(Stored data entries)
+++

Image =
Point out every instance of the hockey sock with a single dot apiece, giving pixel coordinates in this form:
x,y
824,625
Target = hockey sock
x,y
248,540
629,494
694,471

+++

Print all of the data exactly as it stands above.

Image =
Point out every instance of the hockey sock with a single dot apiece, giving pixel coordinates in this form:
x,y
824,625
Target = hockey sock
x,y
248,540
629,494
694,471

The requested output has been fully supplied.